Stored dataset items
* Start *

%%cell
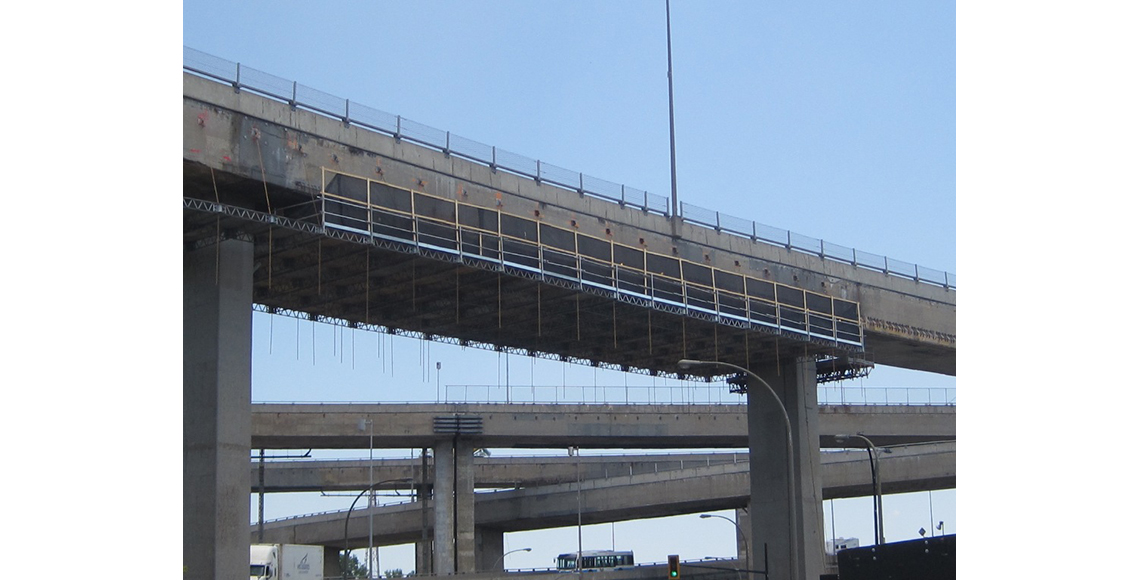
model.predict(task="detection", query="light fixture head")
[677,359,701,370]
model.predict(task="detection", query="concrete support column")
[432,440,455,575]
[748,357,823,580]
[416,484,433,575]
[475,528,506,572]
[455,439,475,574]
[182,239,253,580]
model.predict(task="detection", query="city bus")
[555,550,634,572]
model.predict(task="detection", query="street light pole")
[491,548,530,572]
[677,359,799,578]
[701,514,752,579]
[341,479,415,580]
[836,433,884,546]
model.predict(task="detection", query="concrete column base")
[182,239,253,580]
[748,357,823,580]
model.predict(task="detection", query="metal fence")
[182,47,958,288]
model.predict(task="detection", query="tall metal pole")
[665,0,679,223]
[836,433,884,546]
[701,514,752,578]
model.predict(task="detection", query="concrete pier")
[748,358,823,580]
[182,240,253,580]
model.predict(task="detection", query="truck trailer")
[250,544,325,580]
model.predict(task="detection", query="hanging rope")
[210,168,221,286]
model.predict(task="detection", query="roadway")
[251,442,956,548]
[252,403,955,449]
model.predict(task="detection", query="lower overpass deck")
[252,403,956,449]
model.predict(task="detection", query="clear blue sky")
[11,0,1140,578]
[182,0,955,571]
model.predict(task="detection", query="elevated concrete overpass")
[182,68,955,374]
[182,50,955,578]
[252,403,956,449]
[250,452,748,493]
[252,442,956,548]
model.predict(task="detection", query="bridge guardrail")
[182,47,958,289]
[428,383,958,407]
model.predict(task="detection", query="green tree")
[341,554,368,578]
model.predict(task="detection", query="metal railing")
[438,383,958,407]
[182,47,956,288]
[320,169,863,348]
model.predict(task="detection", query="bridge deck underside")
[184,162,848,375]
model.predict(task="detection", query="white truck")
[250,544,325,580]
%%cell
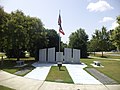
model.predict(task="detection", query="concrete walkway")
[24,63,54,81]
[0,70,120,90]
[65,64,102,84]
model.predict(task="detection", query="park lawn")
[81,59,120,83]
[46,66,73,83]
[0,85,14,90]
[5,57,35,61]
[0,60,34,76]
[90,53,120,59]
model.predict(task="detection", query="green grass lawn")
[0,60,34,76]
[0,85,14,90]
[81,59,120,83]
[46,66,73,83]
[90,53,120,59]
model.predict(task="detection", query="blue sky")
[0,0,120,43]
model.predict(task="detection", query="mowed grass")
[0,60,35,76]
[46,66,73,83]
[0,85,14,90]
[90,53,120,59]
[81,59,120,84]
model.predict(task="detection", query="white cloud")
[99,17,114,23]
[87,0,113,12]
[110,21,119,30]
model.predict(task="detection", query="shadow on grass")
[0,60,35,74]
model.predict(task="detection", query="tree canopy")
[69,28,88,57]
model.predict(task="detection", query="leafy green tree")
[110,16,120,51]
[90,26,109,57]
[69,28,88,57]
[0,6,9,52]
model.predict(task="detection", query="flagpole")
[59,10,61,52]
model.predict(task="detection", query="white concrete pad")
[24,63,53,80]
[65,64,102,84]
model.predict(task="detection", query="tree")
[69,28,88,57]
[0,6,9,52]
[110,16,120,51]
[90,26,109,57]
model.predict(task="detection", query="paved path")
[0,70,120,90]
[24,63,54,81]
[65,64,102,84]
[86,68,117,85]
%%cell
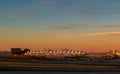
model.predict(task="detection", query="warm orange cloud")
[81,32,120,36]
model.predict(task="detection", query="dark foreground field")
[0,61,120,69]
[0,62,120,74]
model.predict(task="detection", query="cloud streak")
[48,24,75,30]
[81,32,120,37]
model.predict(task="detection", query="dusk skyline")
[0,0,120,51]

* End *
* Start *

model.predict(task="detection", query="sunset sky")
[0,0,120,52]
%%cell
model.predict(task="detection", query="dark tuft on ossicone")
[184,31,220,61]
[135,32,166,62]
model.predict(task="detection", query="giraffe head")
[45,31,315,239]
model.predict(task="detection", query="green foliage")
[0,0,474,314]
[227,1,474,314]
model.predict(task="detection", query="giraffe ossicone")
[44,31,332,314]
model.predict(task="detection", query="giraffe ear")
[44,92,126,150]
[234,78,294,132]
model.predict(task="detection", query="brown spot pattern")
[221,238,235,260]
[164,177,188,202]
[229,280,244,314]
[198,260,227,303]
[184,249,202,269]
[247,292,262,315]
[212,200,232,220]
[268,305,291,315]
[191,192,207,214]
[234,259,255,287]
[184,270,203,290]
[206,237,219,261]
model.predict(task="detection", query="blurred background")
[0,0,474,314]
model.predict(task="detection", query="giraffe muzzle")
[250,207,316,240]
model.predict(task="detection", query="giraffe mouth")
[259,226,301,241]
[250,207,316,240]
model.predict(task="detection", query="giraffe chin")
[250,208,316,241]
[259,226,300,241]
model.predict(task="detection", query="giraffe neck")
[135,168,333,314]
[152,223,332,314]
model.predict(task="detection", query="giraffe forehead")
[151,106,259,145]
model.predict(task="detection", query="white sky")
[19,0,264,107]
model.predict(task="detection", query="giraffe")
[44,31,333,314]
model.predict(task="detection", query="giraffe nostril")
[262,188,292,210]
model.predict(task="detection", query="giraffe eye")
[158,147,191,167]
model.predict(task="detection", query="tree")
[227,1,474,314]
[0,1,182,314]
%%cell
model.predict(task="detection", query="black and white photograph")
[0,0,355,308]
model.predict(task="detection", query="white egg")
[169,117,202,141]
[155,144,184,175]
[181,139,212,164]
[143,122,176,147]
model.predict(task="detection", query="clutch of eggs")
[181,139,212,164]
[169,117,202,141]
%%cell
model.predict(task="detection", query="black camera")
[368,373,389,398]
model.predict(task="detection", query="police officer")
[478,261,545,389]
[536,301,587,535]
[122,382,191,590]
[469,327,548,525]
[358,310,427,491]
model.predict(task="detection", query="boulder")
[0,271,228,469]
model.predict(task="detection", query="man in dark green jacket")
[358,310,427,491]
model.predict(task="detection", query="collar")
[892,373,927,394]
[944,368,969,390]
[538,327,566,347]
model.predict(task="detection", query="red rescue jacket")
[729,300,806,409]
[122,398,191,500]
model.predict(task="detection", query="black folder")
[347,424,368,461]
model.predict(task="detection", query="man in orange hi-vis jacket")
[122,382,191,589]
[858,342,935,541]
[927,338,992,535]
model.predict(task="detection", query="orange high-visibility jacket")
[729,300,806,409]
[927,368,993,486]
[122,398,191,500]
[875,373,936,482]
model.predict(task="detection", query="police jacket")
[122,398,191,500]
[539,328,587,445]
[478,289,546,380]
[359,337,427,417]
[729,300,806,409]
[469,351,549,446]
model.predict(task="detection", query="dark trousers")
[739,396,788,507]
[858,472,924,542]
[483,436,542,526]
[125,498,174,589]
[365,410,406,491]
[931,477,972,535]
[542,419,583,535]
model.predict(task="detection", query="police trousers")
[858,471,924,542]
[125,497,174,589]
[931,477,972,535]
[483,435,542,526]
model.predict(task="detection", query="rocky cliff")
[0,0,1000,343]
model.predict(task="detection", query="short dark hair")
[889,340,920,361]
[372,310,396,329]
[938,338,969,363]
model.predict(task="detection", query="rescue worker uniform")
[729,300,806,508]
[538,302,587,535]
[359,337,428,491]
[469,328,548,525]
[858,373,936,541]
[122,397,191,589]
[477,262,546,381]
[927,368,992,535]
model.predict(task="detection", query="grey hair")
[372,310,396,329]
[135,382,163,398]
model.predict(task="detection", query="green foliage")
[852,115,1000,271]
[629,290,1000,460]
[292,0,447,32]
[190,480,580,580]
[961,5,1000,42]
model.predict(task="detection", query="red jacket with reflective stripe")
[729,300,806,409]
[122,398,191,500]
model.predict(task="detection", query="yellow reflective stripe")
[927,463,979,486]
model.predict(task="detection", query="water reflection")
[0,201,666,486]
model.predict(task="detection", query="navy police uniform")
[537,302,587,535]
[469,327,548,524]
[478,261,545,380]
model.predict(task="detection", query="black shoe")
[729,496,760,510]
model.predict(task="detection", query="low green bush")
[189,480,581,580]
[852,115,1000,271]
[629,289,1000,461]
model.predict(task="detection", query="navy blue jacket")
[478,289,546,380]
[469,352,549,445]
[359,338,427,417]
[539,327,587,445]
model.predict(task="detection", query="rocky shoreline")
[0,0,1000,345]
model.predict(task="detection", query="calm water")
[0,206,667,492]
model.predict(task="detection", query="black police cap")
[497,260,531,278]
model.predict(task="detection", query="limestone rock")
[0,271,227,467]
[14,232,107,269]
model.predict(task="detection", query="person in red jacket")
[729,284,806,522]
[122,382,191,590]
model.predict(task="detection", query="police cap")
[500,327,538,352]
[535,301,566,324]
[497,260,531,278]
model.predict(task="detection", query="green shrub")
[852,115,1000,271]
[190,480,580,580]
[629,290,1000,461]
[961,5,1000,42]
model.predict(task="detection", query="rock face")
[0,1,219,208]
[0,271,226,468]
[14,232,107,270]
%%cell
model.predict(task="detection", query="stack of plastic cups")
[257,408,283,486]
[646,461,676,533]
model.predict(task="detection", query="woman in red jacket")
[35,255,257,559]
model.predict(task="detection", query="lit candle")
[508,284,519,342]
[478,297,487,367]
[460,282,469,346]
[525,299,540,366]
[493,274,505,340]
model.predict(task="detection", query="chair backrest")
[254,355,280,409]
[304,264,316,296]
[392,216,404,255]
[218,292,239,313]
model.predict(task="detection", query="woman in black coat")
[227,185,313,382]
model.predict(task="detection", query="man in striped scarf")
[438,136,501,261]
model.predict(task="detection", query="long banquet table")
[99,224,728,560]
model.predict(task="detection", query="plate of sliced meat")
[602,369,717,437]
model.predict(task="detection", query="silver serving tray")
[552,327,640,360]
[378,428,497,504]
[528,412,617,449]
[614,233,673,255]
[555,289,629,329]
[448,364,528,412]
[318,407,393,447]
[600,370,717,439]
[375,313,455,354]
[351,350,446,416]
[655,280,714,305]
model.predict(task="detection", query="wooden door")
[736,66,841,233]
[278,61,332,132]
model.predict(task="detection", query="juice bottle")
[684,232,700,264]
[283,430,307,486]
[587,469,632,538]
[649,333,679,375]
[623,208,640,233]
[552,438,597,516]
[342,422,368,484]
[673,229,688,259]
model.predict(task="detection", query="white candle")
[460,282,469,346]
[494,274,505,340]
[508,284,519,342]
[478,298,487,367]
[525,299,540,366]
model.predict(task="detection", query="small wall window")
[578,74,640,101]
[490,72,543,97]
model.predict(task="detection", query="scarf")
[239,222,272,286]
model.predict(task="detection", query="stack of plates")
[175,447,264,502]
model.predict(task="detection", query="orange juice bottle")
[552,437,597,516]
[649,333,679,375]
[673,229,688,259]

* End *

Extract every line of the material that contains the word "overpass", treating uppercase and lowercase as distinct.

model.predict(task="detection", query="lower overpass deck")
model.predict(task="detection", query="elevated concrete overpass")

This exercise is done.